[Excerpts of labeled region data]
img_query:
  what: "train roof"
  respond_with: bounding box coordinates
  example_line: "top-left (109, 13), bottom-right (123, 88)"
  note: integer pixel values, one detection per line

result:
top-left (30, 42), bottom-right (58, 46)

» Exercise directions:
Recast every line of the records above as a Markdown table with the columns Row and Line, numbering each row and leaving out blank lines.

» Full solution:
| Row | Line |
|---|---|
| 1 | img_query: |
| 2 |   what: "train roof" |
| 3 |   respond_with: bounding box coordinates |
| 4 |   example_line: "top-left (109, 13), bottom-right (123, 88)" |
| 5 |   note: integer pixel values, one detection per line |
| 6 | result: |
| 7 | top-left (30, 42), bottom-right (58, 46) |